• Work to be completed:
Edit the items below by replacing every "square brackets" with "parentheses" and leaving all other text unchanged. Do this for all the items and leave the pictures out of your answer.

(Dataset records)

##########

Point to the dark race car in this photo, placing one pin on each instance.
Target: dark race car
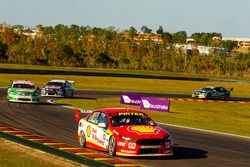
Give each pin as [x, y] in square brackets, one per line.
[124, 132]
[58, 88]
[212, 92]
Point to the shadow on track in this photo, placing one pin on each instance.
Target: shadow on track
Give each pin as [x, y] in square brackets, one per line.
[180, 153]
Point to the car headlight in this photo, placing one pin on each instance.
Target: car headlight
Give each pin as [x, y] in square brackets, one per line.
[127, 138]
[12, 92]
[168, 142]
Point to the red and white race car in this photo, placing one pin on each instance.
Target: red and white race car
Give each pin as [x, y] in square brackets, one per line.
[124, 132]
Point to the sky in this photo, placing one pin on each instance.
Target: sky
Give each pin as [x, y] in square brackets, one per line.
[231, 18]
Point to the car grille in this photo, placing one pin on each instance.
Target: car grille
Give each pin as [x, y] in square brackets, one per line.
[150, 141]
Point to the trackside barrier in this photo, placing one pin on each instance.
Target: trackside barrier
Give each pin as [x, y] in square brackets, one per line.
[64, 150]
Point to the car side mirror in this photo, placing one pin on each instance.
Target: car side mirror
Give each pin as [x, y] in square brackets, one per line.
[102, 125]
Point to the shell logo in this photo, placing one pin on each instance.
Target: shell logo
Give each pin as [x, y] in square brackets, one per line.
[143, 129]
[88, 131]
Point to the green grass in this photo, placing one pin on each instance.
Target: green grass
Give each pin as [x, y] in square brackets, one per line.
[217, 116]
[129, 84]
[144, 72]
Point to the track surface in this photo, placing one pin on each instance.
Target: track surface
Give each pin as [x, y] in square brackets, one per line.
[192, 148]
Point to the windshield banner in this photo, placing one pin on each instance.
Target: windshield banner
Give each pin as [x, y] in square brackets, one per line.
[157, 104]
[131, 99]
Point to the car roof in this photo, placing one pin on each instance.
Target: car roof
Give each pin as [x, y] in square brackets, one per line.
[209, 87]
[58, 80]
[119, 110]
[23, 82]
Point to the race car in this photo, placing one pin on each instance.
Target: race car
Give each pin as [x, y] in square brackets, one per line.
[23, 91]
[58, 88]
[124, 132]
[212, 92]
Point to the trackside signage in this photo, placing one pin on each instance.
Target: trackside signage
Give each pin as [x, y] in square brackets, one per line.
[131, 99]
[146, 103]
[157, 104]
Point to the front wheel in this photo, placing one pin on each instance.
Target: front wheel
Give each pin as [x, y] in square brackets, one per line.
[112, 146]
[82, 140]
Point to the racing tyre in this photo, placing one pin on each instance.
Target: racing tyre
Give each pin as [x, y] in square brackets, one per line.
[112, 146]
[82, 140]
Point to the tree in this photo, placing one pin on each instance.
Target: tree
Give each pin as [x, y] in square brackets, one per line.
[180, 37]
[160, 30]
[132, 32]
[3, 50]
[145, 29]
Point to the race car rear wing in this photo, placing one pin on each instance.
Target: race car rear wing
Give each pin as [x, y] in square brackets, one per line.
[78, 111]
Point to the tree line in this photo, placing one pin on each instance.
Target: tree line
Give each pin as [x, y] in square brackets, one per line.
[95, 47]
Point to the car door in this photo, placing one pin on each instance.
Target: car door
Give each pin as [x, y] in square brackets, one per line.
[67, 89]
[96, 134]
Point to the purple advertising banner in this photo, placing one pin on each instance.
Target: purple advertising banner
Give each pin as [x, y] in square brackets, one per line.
[131, 99]
[157, 104]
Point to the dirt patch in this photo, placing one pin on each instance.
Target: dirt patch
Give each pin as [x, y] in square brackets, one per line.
[30, 152]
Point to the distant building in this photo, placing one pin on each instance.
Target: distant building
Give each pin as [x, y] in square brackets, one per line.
[155, 38]
[242, 42]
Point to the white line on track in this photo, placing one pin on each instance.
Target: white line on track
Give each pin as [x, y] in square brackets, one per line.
[178, 126]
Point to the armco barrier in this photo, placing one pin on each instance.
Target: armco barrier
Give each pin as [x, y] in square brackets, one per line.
[64, 150]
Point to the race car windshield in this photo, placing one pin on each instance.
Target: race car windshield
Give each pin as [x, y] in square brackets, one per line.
[206, 89]
[131, 120]
[55, 84]
[26, 86]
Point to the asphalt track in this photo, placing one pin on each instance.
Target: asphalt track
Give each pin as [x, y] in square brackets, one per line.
[192, 148]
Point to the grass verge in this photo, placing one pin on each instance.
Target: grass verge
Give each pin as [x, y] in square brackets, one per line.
[12, 155]
[129, 84]
[224, 117]
[123, 71]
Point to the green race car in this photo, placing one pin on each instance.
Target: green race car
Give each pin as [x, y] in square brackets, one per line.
[23, 91]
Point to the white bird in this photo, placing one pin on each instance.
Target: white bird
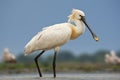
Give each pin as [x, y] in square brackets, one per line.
[112, 58]
[53, 37]
[8, 56]
[115, 57]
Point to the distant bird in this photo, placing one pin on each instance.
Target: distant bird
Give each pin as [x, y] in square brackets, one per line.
[8, 57]
[112, 58]
[53, 37]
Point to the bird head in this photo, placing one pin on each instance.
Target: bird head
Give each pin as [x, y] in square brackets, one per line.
[78, 15]
[27, 50]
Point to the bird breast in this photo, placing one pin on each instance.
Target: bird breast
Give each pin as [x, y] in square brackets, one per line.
[50, 37]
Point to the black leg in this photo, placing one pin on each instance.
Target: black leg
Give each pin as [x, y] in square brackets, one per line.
[54, 64]
[36, 61]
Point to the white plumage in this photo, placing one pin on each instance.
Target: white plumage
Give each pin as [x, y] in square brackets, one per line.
[53, 37]
[8, 56]
[112, 58]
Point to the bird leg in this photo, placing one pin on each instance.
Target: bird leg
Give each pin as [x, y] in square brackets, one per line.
[54, 64]
[36, 61]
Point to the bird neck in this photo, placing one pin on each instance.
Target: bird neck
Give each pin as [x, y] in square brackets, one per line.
[77, 29]
[80, 27]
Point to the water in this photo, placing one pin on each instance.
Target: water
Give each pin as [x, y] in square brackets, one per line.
[62, 76]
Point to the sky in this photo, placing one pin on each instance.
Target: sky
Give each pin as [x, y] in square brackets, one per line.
[20, 20]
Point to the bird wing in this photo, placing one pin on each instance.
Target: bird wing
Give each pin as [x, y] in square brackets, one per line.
[51, 37]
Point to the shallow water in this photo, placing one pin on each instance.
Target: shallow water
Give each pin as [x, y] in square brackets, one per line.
[62, 76]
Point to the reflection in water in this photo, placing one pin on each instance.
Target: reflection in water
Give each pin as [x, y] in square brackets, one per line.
[63, 76]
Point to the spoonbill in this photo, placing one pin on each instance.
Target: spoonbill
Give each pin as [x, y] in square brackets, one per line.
[53, 37]
[8, 56]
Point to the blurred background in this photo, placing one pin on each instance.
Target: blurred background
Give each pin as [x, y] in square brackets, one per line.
[20, 20]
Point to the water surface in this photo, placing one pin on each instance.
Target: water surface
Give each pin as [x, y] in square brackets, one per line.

##########

• Solution to this task:
Point to the dark race car in this photo, placing one pin on each instance.
Target: dark race car
Give each pin as [x, y] in parentheses, one per line.
[124, 132]
[58, 88]
[212, 92]
Point to the shadow on track in this photo, placing one pin on each instance.
Target: shadow on track
Give each pin as [x, y] in parentheses, one per line.
[180, 153]
Point to the car headlight in this photo, placing one pin on each instance.
Target: car headlight
Give each pin as [x, y] in parentheses, one per line.
[127, 138]
[12, 92]
[168, 142]
Point to the red and white race car in this photo, placing one pin on each instance.
Target: red and white race car
Give each pin as [x, y] in parentheses, one per line.
[124, 132]
Point to the sky in this photo, placing one pin on each instance.
Target: sky
Give each pin as [x, y] in parentheses, one per line.
[231, 18]
Point to the car grille in this photo, placing one pin on each instance.
Target: car grille
Give each pin as [x, y] in parentheses, one per line.
[150, 141]
Point to the trackside barrier in this photo, placing one pin on each instance.
Target: trackside barrier
Give each pin as [x, y] in parentheses, one per line.
[64, 150]
Point to the car side mirror in this photo, placing one pin on each instance.
Target: car side mirror
Give each pin as [x, y] in parentheses, one per line.
[102, 125]
Point to the shell logo in this photo, placing one pin on each instance.
Target: shell logo
Give each pin as [x, y] in parentheses, one per line.
[143, 129]
[88, 131]
Point to the green grass in this photo, placing one pin on each instance.
Target: green grass
Give each pin as [x, y] in parentheses, one per line.
[217, 116]
[129, 84]
[144, 72]
Point to the track surface in this photo, placing one pin on each instance.
Target: track surface
Give each pin as [x, y] in parentheses, one per line.
[192, 148]
Point to the windshield banner in this photo, placing one pin on each instance.
Target: windshield banner
Give each pin as [x, y] in parentheses, one per line.
[157, 104]
[131, 99]
Point to the car roof in this photo, placing one pin on each instance.
Target: car roof
Give each pin as [x, y] in parentheses, one per line.
[209, 87]
[58, 80]
[119, 110]
[23, 82]
Point to the race car in this photo, placing one pin on each instance.
Target: race car
Give each pin as [x, y] in parentheses, one per line.
[23, 91]
[58, 88]
[124, 132]
[212, 92]
Point to the trackside signage in this photo, placing one pin on each instance.
Target: trackside signage
Give each pin as [x, y] in parentheses, one per line.
[131, 99]
[146, 103]
[157, 104]
Point to the front wheel in this photo, placing one pin on each instance.
Target: front wheel
Give each pin as [x, y] in parentheses, one per line.
[112, 146]
[82, 140]
Point to the racing tyre in this photo, placing one pin on each instance.
Target: racing tyre
Give each pin as [x, y] in parentheses, one per line.
[112, 146]
[82, 140]
Point to the tree in this photo, placing one pin on each instance.
Target: tree
Give each pin as [x, y] in parentheses, one per line.
[180, 37]
[160, 30]
[132, 32]
[3, 50]
[145, 29]
Point to the race car rear wing in this photo, placing one pin on each instance.
Target: race car rear wing
Give each pin as [x, y] in parentheses, one per line.
[78, 111]
Point to the tree line in this photo, placing one pin on each instance.
Target: tree line
Give each pin as [x, y] in parentheses, one per line.
[95, 47]
Point to the car door in this photo, placing one pin on each instance.
Target: car door
Give each pin as [x, y] in parentheses, one per line.
[67, 89]
[96, 134]
Point to the purple advertising banner in this photo, placing one pin on each instance.
Target: purple advertising banner
Give each pin as [x, y] in parentheses, one per line.
[131, 99]
[157, 104]
Point to the dirt patch in this photo, placing one pin on each instance.
Target: dirt patch
Give each pin as [x, y] in parentheses, one per line.
[30, 152]
Point to the distant building in this photo, placing one pin on each instance.
Target: distant building
Give each pin as [x, y] in parentheses, one per line.
[155, 38]
[242, 42]
Point to the white line on track in this photo, placing one pin on each instance.
Target: white line on track
Give each pin as [x, y] in parentheses, one per line.
[178, 126]
Point to the armco barrier in this photo, placing one pin on each instance.
Target: armco barrier
Give each pin as [x, y] in parentheses, one per line.
[64, 150]
Point to the race car windshield in this photo, placing one pin on each instance.
Target: race car windshield
Give each pin as [x, y] in parentheses, one per line.
[206, 89]
[131, 120]
[55, 84]
[26, 86]
Point to the asphalt track in this photo, placing one pin on each instance.
Target: asphalt track
Give each pin as [x, y] in parentheses, one per line.
[192, 148]
Point to the grass verge in this photo, placing one pin on each instance.
Target: grass verge
Give each pin as [x, y] in parentheses, one per line.
[12, 155]
[129, 84]
[224, 117]
[123, 71]
Point to the green race car in this photo, placing one pin on each instance.
Target: green race car
Give each pin as [x, y] in parentheses, one per line.
[23, 91]
Point to the white bird in this photo, placing one pin on each instance.
Target: white bird
Give each pin as [x, y] in parentheses, one per line.
[112, 58]
[53, 37]
[8, 56]
[115, 57]
Point to the distant bird in this photo, placing one pin on each instance.
Target: distant bird
Give each pin as [x, y] in parentheses, one per line.
[8, 57]
[112, 58]
[53, 37]
Point to the bird head in this photo, placing one pin on each instance.
Target: bird head
Give each pin as [x, y] in parentheses, one per line.
[78, 15]
[27, 50]
Point to the bird breast in this photo, placing one pin on each instance.
Target: bird breast
Give each pin as [x, y] in parentheses, one per line.
[50, 37]
Point to the black leg in this photo, placing one pin on each instance.
Target: black leg
Give each pin as [x, y] in parentheses, one per line.
[54, 64]
[36, 61]
Point to the white plumage in this photo, placing one pin on each instance.
Target: white plumage
Give each pin as [x, y] in parentheses, one per line.
[53, 37]
[8, 56]
[112, 58]
Point to the bird leg in this photo, placing one pin on each instance.
Target: bird leg
Give each pin as [x, y] in parentheses, one per line.
[54, 64]
[36, 61]
Point to the bird neck in this photo, placing one pin on each instance.
Target: bird neck
Give each pin as [x, y] in parentheses, one per line.
[77, 29]
[80, 27]
Point to the water in this photo, placing one pin on each instance.
Target: water
Give each pin as [x, y] in parentheses, one per line.
[62, 76]
Point to the sky in this photo, placing one pin on each instance.
Target: sky
Give each pin as [x, y] in parentheses, one per line.
[20, 20]
Point to the bird wing in this photo, placing one pin on each instance.
Target: bird wing
Give each pin as [x, y] in parentheses, one per line.
[51, 37]
Point to the shallow water in this photo, placing one pin on each instance.
Target: shallow water
Give each pin as [x, y] in parentheses, one per line.
[62, 76]
Point to the reflection in water in this photo, placing one pin on each instance.
Target: reflection in water
Give each pin as [x, y] in parentheses, one per line.
[63, 76]
Point to the spoonbill in this photo, placing one pin on each instance.
Target: spoonbill
Give each pin as [x, y] in parentheses, one per line.
[53, 37]
[8, 56]
Point to the blurred background in this photo, placing one pin on each instance.
Target: blurred background
Give each pin as [x, y] in parentheses, one per line.
[20, 20]
Point to the water surface in this photo, placing one pin on each instance.
Target: water surface
Give each pin as [x, y] in parentheses, one per line.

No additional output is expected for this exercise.